■ **What the exercise asks**:
Please output every entry below precisely as written.

Dataset entries
□ □ □ □ □ □ □

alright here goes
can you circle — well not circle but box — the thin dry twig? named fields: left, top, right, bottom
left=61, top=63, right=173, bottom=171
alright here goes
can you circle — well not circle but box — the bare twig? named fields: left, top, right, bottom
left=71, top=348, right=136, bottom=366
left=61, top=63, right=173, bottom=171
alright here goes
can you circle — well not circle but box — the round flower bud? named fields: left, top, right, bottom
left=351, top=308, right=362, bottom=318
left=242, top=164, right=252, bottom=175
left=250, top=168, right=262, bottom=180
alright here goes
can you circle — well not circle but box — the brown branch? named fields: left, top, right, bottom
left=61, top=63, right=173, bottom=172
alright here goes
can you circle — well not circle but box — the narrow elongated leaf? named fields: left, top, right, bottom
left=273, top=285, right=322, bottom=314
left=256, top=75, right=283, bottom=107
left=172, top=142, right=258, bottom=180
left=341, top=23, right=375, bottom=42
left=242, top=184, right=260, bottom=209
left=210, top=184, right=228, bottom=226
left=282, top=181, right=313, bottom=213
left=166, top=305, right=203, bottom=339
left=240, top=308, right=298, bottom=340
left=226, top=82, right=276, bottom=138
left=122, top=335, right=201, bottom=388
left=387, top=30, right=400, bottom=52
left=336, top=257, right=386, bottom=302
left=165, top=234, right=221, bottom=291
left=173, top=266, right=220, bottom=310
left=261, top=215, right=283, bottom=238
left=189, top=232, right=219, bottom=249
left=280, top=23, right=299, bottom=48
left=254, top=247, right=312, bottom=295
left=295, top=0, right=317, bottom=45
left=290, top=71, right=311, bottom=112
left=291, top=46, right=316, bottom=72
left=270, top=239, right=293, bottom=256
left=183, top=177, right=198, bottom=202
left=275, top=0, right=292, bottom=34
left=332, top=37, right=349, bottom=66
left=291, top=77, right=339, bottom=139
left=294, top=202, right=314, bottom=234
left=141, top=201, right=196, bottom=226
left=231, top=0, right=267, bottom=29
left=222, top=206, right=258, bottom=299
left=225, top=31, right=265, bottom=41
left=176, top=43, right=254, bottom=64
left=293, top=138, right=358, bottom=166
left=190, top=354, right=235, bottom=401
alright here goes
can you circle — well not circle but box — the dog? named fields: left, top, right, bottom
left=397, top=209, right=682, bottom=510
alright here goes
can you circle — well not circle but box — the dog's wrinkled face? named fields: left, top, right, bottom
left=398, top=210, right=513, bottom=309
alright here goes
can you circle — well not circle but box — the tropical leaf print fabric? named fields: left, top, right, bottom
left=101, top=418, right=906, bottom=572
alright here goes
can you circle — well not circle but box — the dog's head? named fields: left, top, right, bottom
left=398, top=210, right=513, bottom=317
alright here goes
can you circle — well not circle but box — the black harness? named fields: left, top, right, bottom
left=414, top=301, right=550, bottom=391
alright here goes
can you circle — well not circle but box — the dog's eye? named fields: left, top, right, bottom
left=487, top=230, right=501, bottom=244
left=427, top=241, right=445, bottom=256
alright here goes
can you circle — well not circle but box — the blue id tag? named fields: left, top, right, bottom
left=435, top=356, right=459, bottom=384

□ □ □ □ □ □ □

■ **Exercise answer**:
alright here goes
can you circle — well not circle but box — the thin dry twig? named fields: left, top, right, bottom
left=61, top=63, right=173, bottom=171
alright here goes
can you circle — well not circle but box — the bare twig? named fields: left, top, right, bottom
left=71, top=348, right=136, bottom=366
left=61, top=63, right=173, bottom=171
alright here goes
can you circle — well not circle but box — the round flower bud? named fields: left, top, right, bottom
left=351, top=308, right=362, bottom=318
left=242, top=164, right=252, bottom=175
left=250, top=168, right=262, bottom=180
alright here goes
can you circle — well not circle but box — the brown branch? named fields: left, top, right, bottom
left=61, top=63, right=173, bottom=172
alright here goes
can you circle — well not circle but box — the narrow elongated leaf? named fields: left, top, right, bottom
left=273, top=285, right=322, bottom=314
left=256, top=75, right=283, bottom=107
left=172, top=142, right=258, bottom=180
left=341, top=23, right=375, bottom=42
left=242, top=184, right=260, bottom=209
left=210, top=184, right=228, bottom=226
left=282, top=181, right=313, bottom=213
left=166, top=305, right=203, bottom=339
left=240, top=308, right=298, bottom=340
left=226, top=82, right=276, bottom=138
left=122, top=335, right=201, bottom=388
left=387, top=30, right=400, bottom=52
left=336, top=257, right=386, bottom=302
left=165, top=234, right=221, bottom=291
left=173, top=266, right=220, bottom=310
left=261, top=215, right=283, bottom=238
left=189, top=232, right=219, bottom=249
left=280, top=23, right=299, bottom=48
left=254, top=247, right=312, bottom=295
left=295, top=0, right=317, bottom=45
left=290, top=71, right=311, bottom=112
left=291, top=46, right=316, bottom=72
left=270, top=239, right=293, bottom=256
left=183, top=177, right=198, bottom=202
left=275, top=0, right=292, bottom=34
left=332, top=37, right=349, bottom=66
left=291, top=77, right=339, bottom=139
left=294, top=202, right=314, bottom=234
left=141, top=201, right=196, bottom=226
left=231, top=0, right=267, bottom=29
left=222, top=206, right=258, bottom=299
left=225, top=31, right=265, bottom=41
left=176, top=43, right=254, bottom=64
left=293, top=138, right=358, bottom=166
left=190, top=354, right=235, bottom=401
alright here goes
can you circle — well not circle but box — the dog? named fields: left, top, right, bottom
left=397, top=209, right=682, bottom=510
alright here goes
can you circle — well not circle but box — the dog's wrinkled face? named fields: left, top, right, bottom
left=398, top=210, right=513, bottom=309
alright here goes
can you circle — well not circle but box — the tropical leaf print fabric? named fields: left, top, right, bottom
left=101, top=418, right=906, bottom=572
alright here goes
can you circle — well not circle but box — the dog's head? named fields: left, top, right, bottom
left=398, top=210, right=513, bottom=317
alright here goes
can you circle — well not circle but box — the black harness? named fields: left, top, right, bottom
left=414, top=301, right=550, bottom=391
alright here goes
can you circle — well not circle but box — the dog's eye? named fields: left, top, right, bottom
left=487, top=230, right=501, bottom=244
left=427, top=241, right=445, bottom=256
alright here goes
can you circle — well not circle but box — the blue id tag? named fields: left, top, right, bottom
left=435, top=356, right=459, bottom=384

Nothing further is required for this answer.